::: VORLIEGENDER TEXT

# 750-880 I/O LED Rot



## Vittel01 (12 März 2015)

Hallo,
Ich seit einer woche das Starterset  750-880 bin also noch ein Blutiger Anfänger,

Ich habe noch zwei Zusätzliche karten bekommen: 750-504 und 750-402. Wenn ich nun diese hinzustecke Blinkt die I/O LED Rot in den Harware settings sind die karten eingestellt.
Wenn ich die zwei karten 750-504 und 750-402 Alleien Betreibe Leuchtet sie Grün.
 Liegt das Daran das die zwei nuen karten keine Kontakt für die Erde haben ?


Meine Aufstellung ist:
750-880 
750-400
750-501
750-504
750-402 
750-600 



Mit Freundlichen Grüßen
Vittel


----------



## dast (12 März 2015)

Versuch doch mal mittels Browser auf das Web-Interface des Controllers zuzugreifen.
Dort findest du einen genauen Fehlercode plus Grund!
Vermutlich eine falsche Hardwarekonfiguration ...


----------



## lord2k3 (12 März 2015)

Du könntest auch die Hardware Konfiguration in codesys einlesen (mit der Lupe) lassen.
Ich tippe ebenfalls auf falsche Konfiguration.


----------



## Vittel01 (12 März 2015)

Also ich habe Die Hardware Konfiguraton jetzt mit der Lupe eingelesen und wieder überschreiben. Die I/O Led Blinkt immer noch Rot.
Der WBM gibt mir Folgenden Fehler:

State Modbus Watchdog:  Disabled Error code:   10 Error argument:   5 Error description:  missmatch in CoDeSys io configuration


----------



## lord2k3 (12 März 2015)

Das sagt aber aus, dass deine config nicht passt.
Nachedem du mit der lupe eingelesen hast bitte nicht überschreiben


----------



## Vittel01 (12 März 2015)

Also ich habe jetzt mal ein neues Projekt gemacht und die Hardware mit der Lupe eingelesen. Aber was muss ich dan umstellen ?
Ich habe noch eine andere Fehlermeldung gehabt.

::::::
::: BEREITGESTELLTE DATEN

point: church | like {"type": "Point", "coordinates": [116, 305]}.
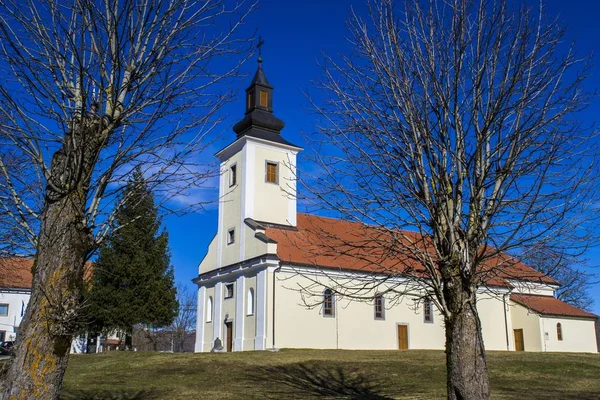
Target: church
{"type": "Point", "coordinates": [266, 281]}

::::::
::: BEREITGESTELLTE DATEN

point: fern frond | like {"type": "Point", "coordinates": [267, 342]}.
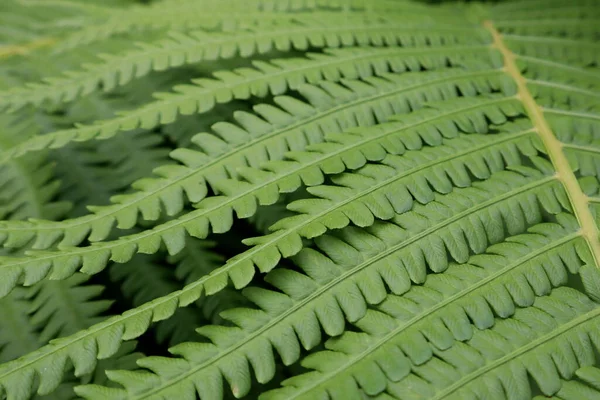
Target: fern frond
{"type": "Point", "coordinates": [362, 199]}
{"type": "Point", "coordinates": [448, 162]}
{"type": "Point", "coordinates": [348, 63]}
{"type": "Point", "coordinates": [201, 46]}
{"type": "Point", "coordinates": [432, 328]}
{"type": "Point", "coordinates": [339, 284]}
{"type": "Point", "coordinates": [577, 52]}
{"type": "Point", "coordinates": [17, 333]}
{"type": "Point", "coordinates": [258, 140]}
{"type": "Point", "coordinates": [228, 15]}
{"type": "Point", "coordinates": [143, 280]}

::::::

**BITTE BEARBEITEN:**
(a) Gib aus dem Forenthread zur roten I/O-LED das Stück von "Versuch doch mal" bis einschließlich "falsche Hardwarekonfiguration ..." wieder und ersetze darin "Browser" durch "Webbrowser".
(b) Führe den Forenthread zur roten I/O-LED nach seinem letzten Satz weiter.

**ERGEBNISSE JE AUFGABE:**
(a)
Versuch doch mal mittels Webbrowser auf das Web-Interface des Controllers zuzugreifen.
Dort findest du einen genauen Fehlercode plus Grund!
Vermutlich eine falsche Hardwarekonfiguration ...

(b)
State Modbus Watchdog:  Disabled Error code:   6 Error argument:   9 Error description:  invalid terminal mapping description file (ea-config.xml)


----------



## gravieren (12 März 2015)

Hi

Mal den Button "create-ea-config.xml"   drücken.

Anschliessend mal die Wago neu starten.


----------



## Vittel01 (12 März 2015)

Also die option Creat a new config  gab es bei mir nicht. Ih habe jetzt mal den Controler mit geöfnetem WEB resettet und nun Funktionirt es.


----------



## lord2k3 (12 März 2015)

Ein boot tut gut


----------



## Vittel01 (12 März 2015)

Ja aber das habe ich minimum 10 mal gemacht


----------



## .:WAGO::014797:. (13 März 2015)

Hallo Vittel,

wenn z.B. zusammen mit einem Bootprojekt bereits einmal eine xml-Datei mit der Steuerungskonfigurtion in den Kontroller geladen wurde und dann anschließend weitere IO-Klemmen hizugefügt wurden bzw. der Aufbau der Hardware geändert wurde, kommt es danach beim Wiedereinschalten zu einer Fehlermeldung. Der Kontroller hat erkannt, dass gespeicherte und tatsächliche Steuerungskonfiguration nicht zueinander passen.

Mit Hilfe von WAGO Ethernetsettings kannst Du das Dateisystem zurück setzen und damit die besagte xml-Datei löschen. Danach wird die Firmware des Kontrollers neu gestartet und der Fehler sollte nicht mehr auftreten.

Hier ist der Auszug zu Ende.